**Vorgegebener Text:**
:::::
Wärmefenster

(js) Es wird vereinzelt die Meinung vertreten, dass die Schutzkleidung des Feuerwehrangehörigen mit einem "Thermofenster" versehen werden sollte, damit dieser eine "zu hohe" Temperatur rechtzeitig fühlen kann. Die einfachste Lösung dieses Thermofensters besteht darin, einfach, statt des wie in der EN 469 geforderten gleichen Schutzes für Ober- und Unterkörper, eine entsprechend isolierte Schutzhose wegzulassen. Dies führt dann oft zu einer Kombination aus einer EN 469 / HUPF- Schutzjacke und einer schwer entflammbaren, einlagigen Arbeitshose. Diese Kombination halten wir für praxisfern, sinnlos und gefährlich.

Praxisfern und sinnlos, weil beim Kriechen - der wohl bevorzugten Gangart im Innenangriff in hocherhitzten Brandräumen - sich damit das "Thermofenster", welches von der Oberkante der Stiefel bis zum Knie reicht, am niedrigsten und somit kältesten Punkt des Raumes befindet - am Boden! Die Information, die der Feuerwehrangehörige daher durch dieses Thermofenster erhält ist irrelevant: am Boden ist es verhältnismäßig kalt - was jedem Feuerwehrangehörigen wohl vorher schon klar ist. Da die Temperatur am Boden keinen Rückschluss auf die Gefährlichkeit der Rauchschicht zulässt, ist diese Information sogar irreführend. Und ein Wärmedurchschlag beim Bewegen in einer heißen Rauchschicht oder bei Annäherung an eine Wärmestrahlungsquelle ist unabhängig von der Dicke der Schutzkleidung - er kommt garantiert früher oder später. Hier ist es sinnvoller, diesen Durchschlag, durch die Ausbildung rechtzeitig erkennen zu können.

Gefährlich, weil dadurch nicht nur das Knie fast direkt Gefahren wie Scherben, Glut etc. ausgesetzt wird, sondern auch der gesamte Unterkörper bei einer Beflammung vermutlich schwer verletzt wird. Dies wurde auch schon durch entsprechende Unfallhergänge im Einsatz und bei der Ausbildung belegt (www.atemschutzunfaelle.eu). Während die Schutzjacke 10 Sekunden Beflammung aushält, beginnt die Hose nach 5 Sekunden zu brennen! Hier sind noch schwerere Unfälle vorprogrammiert, da die Haupt-Schutzfunktion der Überjacke von der Hose nicht erfüllt wird, nämlich dem Träger bei plötzlicher, unvorsehbarer Beflammung eine Flucht zu ermöglichen. Illusorisch anzunehmen, dass ein Feuerwehrangehöriger mit einer brennenden Hose zu irgendwelchen zielgerichteten Tätigkeiten in der Lage ist. Vorsichtige Selbstversuche in der RDA haben gezeigt, dass bei einer kontinuierlichen Wärmebelastung (offene Flammen aus dem Brandraum) der verminderte Schutz durch früheres Zurückziehen ausgeglichen werden kann, bei einer plötzlichen Durchzündung (Rauchdurchzündung) augenblicklich ein massiver, schmerzhafter Wärmedurchschlag stattfindet und ernsthafte Verbrennungen nur durch sofortige Flucht aus der Übungsanlage verhindert werden konnten - wobei der Proband direkt vor der Fluchttür saß!
:::::
**Angezeigte Daten:**
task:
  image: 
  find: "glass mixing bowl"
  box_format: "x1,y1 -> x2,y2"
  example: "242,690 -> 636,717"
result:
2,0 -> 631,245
:::::
**Zu bearbeiten:**
A. Warum ist die Information aus dem Thermofenster laut dem Text zum Wärmefenster sogar irreführend? Erkläre das in ein bis drei Sätzen.
B. Schreib bitte die Datensätze oben unverändert nieder.

**Endergebnisse:**
A. Die Temperatur am Boden lässt keinen Rückschluss auf die Gefährlichkeit der Rauchschicht zu. Beim Kriechen liegt das Thermofenster zwischen der Oberkante der Stiefel und dem Knie. Damit befindet es sich am Boden, dem niedrigsten und kältesten Punkt des Raumes.

B.
task:
  image: 
  find: "glass mixing bowl"
  box_format: "x1,y1 -> x2,y2"
  example: "242,690 -> 636,717"
result:
2,0 -> 631,245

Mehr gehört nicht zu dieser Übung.